[Stored dataset items]
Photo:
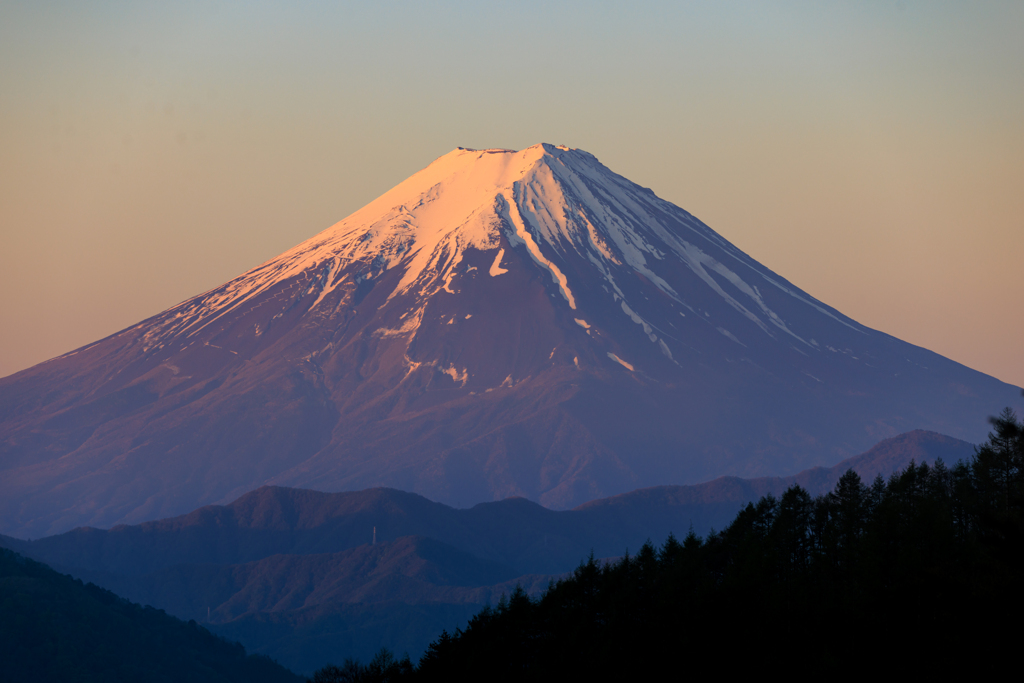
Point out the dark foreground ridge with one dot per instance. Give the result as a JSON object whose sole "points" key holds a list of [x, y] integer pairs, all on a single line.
{"points": [[54, 628], [292, 573]]}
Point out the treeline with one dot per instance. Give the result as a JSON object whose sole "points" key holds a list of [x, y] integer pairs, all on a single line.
{"points": [[921, 572]]}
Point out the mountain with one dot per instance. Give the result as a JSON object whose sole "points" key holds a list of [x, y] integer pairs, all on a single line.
{"points": [[56, 629], [501, 324], [292, 573], [516, 536]]}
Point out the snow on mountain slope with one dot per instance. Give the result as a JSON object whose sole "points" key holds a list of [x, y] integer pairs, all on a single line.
{"points": [[502, 323]]}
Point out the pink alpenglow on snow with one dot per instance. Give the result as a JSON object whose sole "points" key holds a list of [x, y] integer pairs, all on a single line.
{"points": [[501, 324]]}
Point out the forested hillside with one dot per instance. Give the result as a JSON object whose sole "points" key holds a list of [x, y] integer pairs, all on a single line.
{"points": [[921, 572]]}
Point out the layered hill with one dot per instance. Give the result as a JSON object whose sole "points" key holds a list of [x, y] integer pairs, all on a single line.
{"points": [[501, 324], [294, 574], [56, 629]]}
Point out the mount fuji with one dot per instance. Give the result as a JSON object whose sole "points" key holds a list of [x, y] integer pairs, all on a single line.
{"points": [[501, 324]]}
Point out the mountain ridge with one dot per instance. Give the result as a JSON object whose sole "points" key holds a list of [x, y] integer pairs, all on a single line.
{"points": [[500, 324]]}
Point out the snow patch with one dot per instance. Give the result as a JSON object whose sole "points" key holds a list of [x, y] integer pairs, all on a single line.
{"points": [[621, 361], [496, 267]]}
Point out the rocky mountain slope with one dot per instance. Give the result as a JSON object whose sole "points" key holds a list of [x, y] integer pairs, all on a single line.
{"points": [[500, 324]]}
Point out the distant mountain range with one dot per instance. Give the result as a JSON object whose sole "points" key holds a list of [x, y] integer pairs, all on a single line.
{"points": [[292, 573], [501, 324], [53, 628]]}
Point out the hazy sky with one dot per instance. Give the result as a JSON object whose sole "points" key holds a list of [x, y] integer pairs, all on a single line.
{"points": [[871, 153]]}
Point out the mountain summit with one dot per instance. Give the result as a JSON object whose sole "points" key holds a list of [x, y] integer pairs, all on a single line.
{"points": [[501, 324]]}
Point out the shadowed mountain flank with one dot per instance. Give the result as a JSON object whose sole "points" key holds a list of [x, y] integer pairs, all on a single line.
{"points": [[502, 324], [293, 573]]}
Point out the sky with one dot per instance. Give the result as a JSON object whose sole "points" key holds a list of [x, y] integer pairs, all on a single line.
{"points": [[871, 153]]}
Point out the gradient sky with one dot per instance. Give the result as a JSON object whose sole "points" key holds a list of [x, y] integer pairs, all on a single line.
{"points": [[871, 153]]}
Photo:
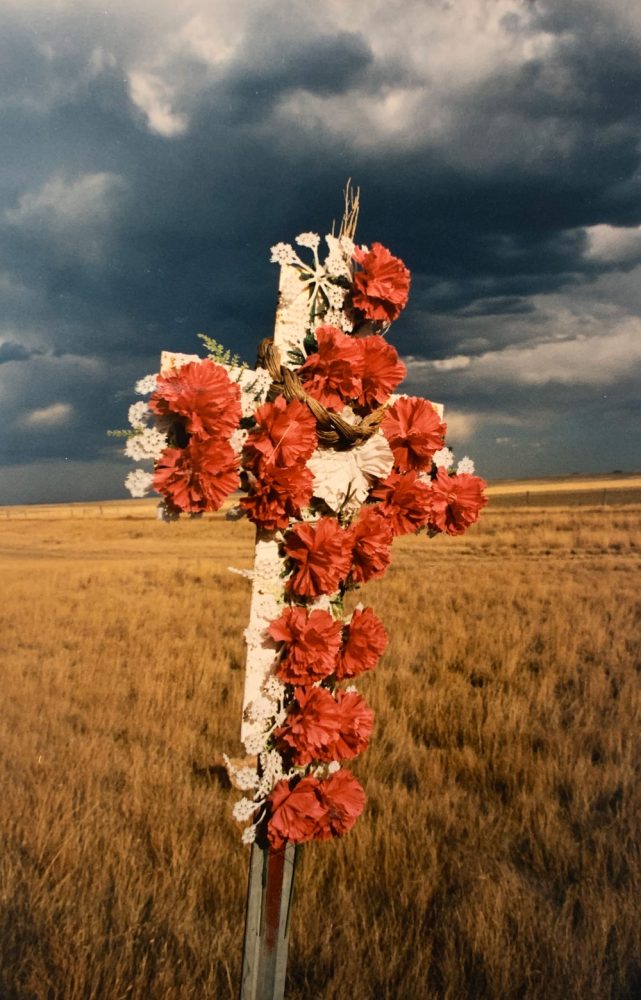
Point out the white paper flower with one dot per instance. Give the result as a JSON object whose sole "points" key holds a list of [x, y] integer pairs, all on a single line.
{"points": [[443, 458], [244, 810], [310, 240], [139, 482], [283, 253], [249, 834], [149, 444], [138, 415], [343, 478], [146, 385], [254, 743]]}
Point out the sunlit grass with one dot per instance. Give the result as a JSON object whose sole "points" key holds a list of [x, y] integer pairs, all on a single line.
{"points": [[498, 856]]}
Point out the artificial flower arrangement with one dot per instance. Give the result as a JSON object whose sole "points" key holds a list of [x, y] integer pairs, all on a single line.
{"points": [[332, 465]]}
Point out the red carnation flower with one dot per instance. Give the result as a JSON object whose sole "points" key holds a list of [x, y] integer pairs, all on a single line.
{"points": [[364, 642], [414, 431], [332, 375], [310, 644], [295, 812], [199, 477], [382, 370], [356, 724], [285, 434], [371, 536], [202, 393], [311, 728], [456, 501], [277, 495], [382, 286], [343, 800], [405, 501], [321, 553]]}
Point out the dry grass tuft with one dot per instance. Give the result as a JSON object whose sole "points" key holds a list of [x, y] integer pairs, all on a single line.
{"points": [[499, 853]]}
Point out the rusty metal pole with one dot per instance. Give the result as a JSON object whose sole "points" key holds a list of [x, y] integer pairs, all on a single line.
{"points": [[269, 897]]}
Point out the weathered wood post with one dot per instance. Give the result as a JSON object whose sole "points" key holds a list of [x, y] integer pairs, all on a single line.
{"points": [[266, 942]]}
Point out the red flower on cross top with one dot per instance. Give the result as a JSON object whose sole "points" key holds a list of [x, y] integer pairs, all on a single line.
{"points": [[381, 287]]}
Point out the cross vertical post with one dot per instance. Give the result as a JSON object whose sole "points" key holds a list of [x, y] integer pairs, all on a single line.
{"points": [[269, 898], [271, 872]]}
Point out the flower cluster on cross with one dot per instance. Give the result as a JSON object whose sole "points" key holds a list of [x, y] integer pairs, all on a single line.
{"points": [[332, 465]]}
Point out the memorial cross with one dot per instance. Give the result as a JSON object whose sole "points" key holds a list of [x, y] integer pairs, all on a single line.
{"points": [[334, 465]]}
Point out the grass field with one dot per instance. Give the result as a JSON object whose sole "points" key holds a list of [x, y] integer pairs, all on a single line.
{"points": [[498, 856]]}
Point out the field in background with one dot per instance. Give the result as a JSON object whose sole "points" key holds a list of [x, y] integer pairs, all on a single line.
{"points": [[498, 856]]}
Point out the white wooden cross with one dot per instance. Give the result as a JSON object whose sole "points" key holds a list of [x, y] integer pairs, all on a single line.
{"points": [[272, 871]]}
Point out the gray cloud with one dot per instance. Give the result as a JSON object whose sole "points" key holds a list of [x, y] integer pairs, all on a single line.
{"points": [[155, 152]]}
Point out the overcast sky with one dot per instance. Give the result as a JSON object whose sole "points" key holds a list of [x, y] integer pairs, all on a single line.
{"points": [[152, 153]]}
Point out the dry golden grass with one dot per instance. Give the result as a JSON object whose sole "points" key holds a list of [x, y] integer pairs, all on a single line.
{"points": [[498, 856]]}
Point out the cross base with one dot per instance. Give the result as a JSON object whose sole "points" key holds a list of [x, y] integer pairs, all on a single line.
{"points": [[269, 896]]}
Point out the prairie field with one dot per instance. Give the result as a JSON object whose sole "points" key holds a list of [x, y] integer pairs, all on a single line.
{"points": [[499, 853]]}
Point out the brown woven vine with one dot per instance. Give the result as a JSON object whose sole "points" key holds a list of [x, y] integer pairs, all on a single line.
{"points": [[331, 429]]}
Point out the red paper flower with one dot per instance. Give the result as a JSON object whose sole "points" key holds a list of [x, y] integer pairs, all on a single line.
{"points": [[310, 644], [343, 799], [199, 477], [382, 370], [364, 642], [405, 501], [202, 393], [321, 554], [285, 434], [277, 495], [457, 501], [371, 536], [382, 286], [311, 728], [332, 375], [356, 724], [414, 431], [295, 812]]}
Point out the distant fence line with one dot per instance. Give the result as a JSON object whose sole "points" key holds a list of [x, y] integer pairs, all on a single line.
{"points": [[145, 509]]}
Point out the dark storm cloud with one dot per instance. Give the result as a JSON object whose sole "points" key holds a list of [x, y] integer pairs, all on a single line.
{"points": [[122, 233]]}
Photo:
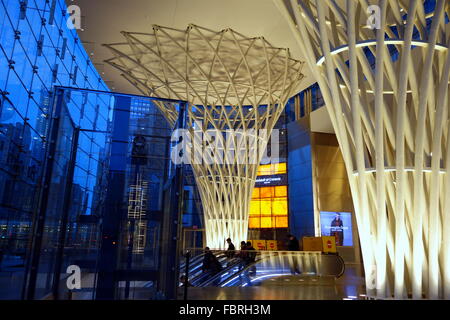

_WORK REQUIRED_:
Because the pictures are not wanted, retype every record exactly without them.

_ANSWER SPACE_:
Photo:
Point out the dark foreground ridge with one dot per instance. Give the result as a JSON object whose sole "points" key holds a list of [x, y] integer pairs, all on a single line.
{"points": [[54, 628], [292, 573]]}
Point out the treeline with one dot per instance. Give the result as a JSON object whose sole "points" key holds a list of [x, y] integer pairs, all on a single line.
{"points": [[921, 572]]}
Point out the mountain with one dot per instance. Give the result as a JSON object whose sole "points" key holds a list of [x, y] integer pairs, all on a single line.
{"points": [[56, 629], [501, 324], [292, 573], [516, 536]]}
Point out the snow on mountain slope with one dot per instance. Give the result as a JSON object whose sole "points" key holds a list of [x, y] integer pairs, all on a single line.
{"points": [[502, 323]]}
Point out the pink alpenglow on snow with one dot per instance. Give the result as a JSON object whose sole "points" key holds a list of [x, y] integer pairs, all on a single line.
{"points": [[501, 324]]}
Point out the forested hillside with one dot per instance. Give the result as a JSON object whose sole "points" key holds a list of [x, y] integer pairs, all on a single line.
{"points": [[921, 572]]}
Point out the layered hill with one dot per instance. Give the result as a JSON object whose sole "points" key holds a list of [x, y] integer pairs, all on a single line.
{"points": [[501, 324], [294, 574], [56, 629]]}
Point out the mount fuji with one dot per instance. Give the result as a JSON object whose sole "points" key holds a list of [x, y] integer pairs, all on a single line.
{"points": [[501, 324]]}
Point out the mountain ridge with one dot per instance. Give the result as a JSON object whose sole "points" key holds a list of [x, y] integer pairs, all on a single line.
{"points": [[500, 324]]}
Point out the snow patch with one dot per instance. Give the result as a JSON object whose sole "points" key holds a list of [x, y] integer pairs, all on a single line.
{"points": [[621, 361], [496, 267]]}
Point out the rocky mountain slope with one dot per instance. Give the result as a JSON object whose sole "points" key holds a list of [x, y] integer pairs, all on a single line.
{"points": [[500, 324]]}
Point out the distant mountain range with one dot per instance. Give the result as a JSON object whose sole "points" key holds a list of [x, y] integer pairs, all on a single line.
{"points": [[292, 573], [501, 324], [53, 628]]}
Point out the hazy sky with one dot per instance. Give the result as a JSON object whose sole "points" key holds a list of [x, y] integer pairs, all on a single line.
{"points": [[871, 153]]}
Point out the mountain summit with one dot per instance. Give the result as a JSON object whose sole "points" key holds a list of [x, y] integer pairs, all on a single line.
{"points": [[501, 324]]}
Point out the shadowed mountain flank with one dot per instance. Give the result as a JSON object whose sole "points" key holds a list of [x, y] integer pairs, all on a single line.
{"points": [[502, 324], [293, 573]]}
Point out the sky with one dot per instance. Give the result as a JSON object whose sole "points" key holds a list of [x, y] integer pairs, all on a single line.
{"points": [[871, 153]]}
Point out the gradient sky with one dot per instance. Give the result as a JSON object whose sole "points" key holds a list of [x, y] integer pairs, all on a single line.
{"points": [[871, 153]]}
Photo:
Point out the white paper flower with one dot per instance. Give the result as a JSON object whose sole "points" key holds a list of [x, y] integer pairs, all on a single line.
{"points": [[443, 458], [244, 810], [310, 240], [139, 482], [283, 253], [249, 834], [149, 444], [138, 415], [343, 478], [146, 385], [254, 743]]}
Point out the sunlit grass with one dot per instance. Give the result as a JSON object whose sole "points" key holds a list of [x, y] integer pairs, all on a single line.
{"points": [[498, 856]]}
Point out the artificial flower arrangement with one dot per instance. Give the result as a JSON object whose sole "points" key holds a list of [x, y] integer pairs, all on a single line.
{"points": [[332, 465]]}
Point out the red carnation flower with one dot per instance. Give the result as a JSON object whose sole "points" key holds a list of [x, y] integer pairs, all on a single line.
{"points": [[364, 642], [414, 431], [332, 375], [310, 644], [295, 812], [199, 477], [382, 370], [356, 724], [285, 434], [371, 536], [202, 393], [311, 728], [456, 501], [277, 495], [382, 286], [343, 800], [405, 501], [321, 553]]}
Point out the dry grass tuft with one dot per instance. Give the result as a JSON object whose sole "points" key holds a list of [x, y] integer pairs, all on a single line.
{"points": [[499, 853]]}
Point out the rusty metal pole with one dot per instance. Give the result as a JSON object whose sole "points" key holds a list of [x, y] integer pairs, all on a single line.
{"points": [[269, 897]]}
Point out the weathered wood post with one dot per instance. Give the result as a JSON object whose sole "points" key holds a list of [x, y] integer pairs, all on a single line.
{"points": [[266, 942]]}
Point out the red flower on cross top with one dot per instance. Give the result as a JSON object whose sole "points" key holds a list of [x, y] integer pairs, all on a single line.
{"points": [[381, 287]]}
Point out the cross vertical post with one dot per instance. Give the result as a JSON object whose sole "points" key holds a list of [x, y] integer pairs, all on a single line.
{"points": [[269, 898], [271, 872]]}
Point out the flower cluster on cross with one dot per instance. Give the result as a JSON object whose sole "points" key holds a list of [x, y] integer pairs, all on a single line.
{"points": [[332, 465]]}
Point out the memorial cross with one dot per instance. Give the result as a JSON object whose sole "points" key holds a list of [x, y] integer pairs, all on a single line.
{"points": [[334, 465]]}
Point out the grass field with one dot per instance. Give the result as a JSON object whose sole "points" key holds a list of [x, y] integer pairs, all on a single line.
{"points": [[498, 856]]}
Point out the field in background with one dot per instance. Give the result as a JSON object whose sole "points" key holds a list of [x, y] integer pairs, all on a single line.
{"points": [[498, 856]]}
Point out the white wooden cross with one dot per instance. Give the result as a JSON object whose sole "points" key holds a list of [x, y] integer pairs, all on a single line.
{"points": [[272, 871]]}
Point out the gray cloud with one dot per instance. Give the result as a JSON object whose sole "points" key holds a list of [x, y] integer pairs, all on a single line.
{"points": [[155, 152]]}
Point out the overcast sky with one dot per instance. Give the result as a JSON object whose sole "points" key holds a list of [x, y] integer pairs, all on a single line.
{"points": [[152, 153]]}
Point out the dry golden grass with one dot per instance. Give the result as a JSON object whose sole "points" key holds a list of [x, y] integer pairs, all on a single line.
{"points": [[498, 856]]}
Point out the cross base with one dot per instance. Give the result as a JSON object whose sole "points" key holds a list of [x, y] integer pairs, all on a single line.
{"points": [[269, 896]]}
Point out the prairie field with one dot per instance. Give the result as a JSON object whose sole "points" key holds a list of [x, y] integer pairs, all on a single line.
{"points": [[499, 853]]}
Point out the brown woven vine with one dot per instance. Give the result as a JSON object whose sole "points" key holds a list of [x, y] integer pairs, all on a single line.
{"points": [[331, 429]]}
Point out the red paper flower with one dot per instance. Give the result as a JSON object whose sole "points" key holds a list of [x, y] integer pairs, all on a single line.
{"points": [[310, 644], [343, 799], [199, 477], [382, 370], [364, 642], [405, 501], [202, 393], [321, 554], [285, 434], [277, 495], [457, 501], [371, 536], [382, 286], [311, 728], [332, 375], [356, 724], [414, 431], [295, 812]]}
Point out the distant fence line with one dot per instance. Give the result as a JSON object whose sole "points" key holds a list of [x, y] integer pairs, all on a single line.
{"points": [[145, 509]]}
Point out the dark storm cloud with one dot per instance. Give the result as a JSON object whose sole "points" key holds a list of [x, y] integer pairs, all on a single line.
{"points": [[122, 233]]}
Photo:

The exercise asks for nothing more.